• **ACTIVITY**
Only lines with the word "white" belong in the answer; copy them from the records below.

Records contained in a dataset
- - - - -
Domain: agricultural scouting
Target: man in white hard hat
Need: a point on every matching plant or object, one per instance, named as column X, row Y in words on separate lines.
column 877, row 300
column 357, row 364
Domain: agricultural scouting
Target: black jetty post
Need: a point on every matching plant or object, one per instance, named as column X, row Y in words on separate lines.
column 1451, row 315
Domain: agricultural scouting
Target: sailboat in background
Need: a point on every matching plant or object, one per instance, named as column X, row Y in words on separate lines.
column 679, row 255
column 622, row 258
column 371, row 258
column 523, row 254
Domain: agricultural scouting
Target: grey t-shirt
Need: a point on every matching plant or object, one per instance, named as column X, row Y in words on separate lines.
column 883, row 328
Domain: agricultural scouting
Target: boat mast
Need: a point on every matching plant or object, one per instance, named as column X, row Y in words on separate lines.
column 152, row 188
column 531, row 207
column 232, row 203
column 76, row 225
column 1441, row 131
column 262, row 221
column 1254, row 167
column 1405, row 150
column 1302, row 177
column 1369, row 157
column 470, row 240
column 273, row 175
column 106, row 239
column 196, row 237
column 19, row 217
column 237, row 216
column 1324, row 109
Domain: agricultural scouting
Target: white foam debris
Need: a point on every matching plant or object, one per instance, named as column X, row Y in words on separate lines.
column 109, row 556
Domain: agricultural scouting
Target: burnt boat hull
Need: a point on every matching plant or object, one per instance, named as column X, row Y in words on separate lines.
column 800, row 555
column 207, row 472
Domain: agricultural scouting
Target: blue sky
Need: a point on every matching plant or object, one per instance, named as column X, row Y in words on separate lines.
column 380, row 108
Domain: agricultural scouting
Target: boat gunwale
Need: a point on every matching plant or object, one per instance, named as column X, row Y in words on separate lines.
- - - - -
• **SOLUTION TO THIS TASK**
Target: man in white hard hat
Target: white foam debris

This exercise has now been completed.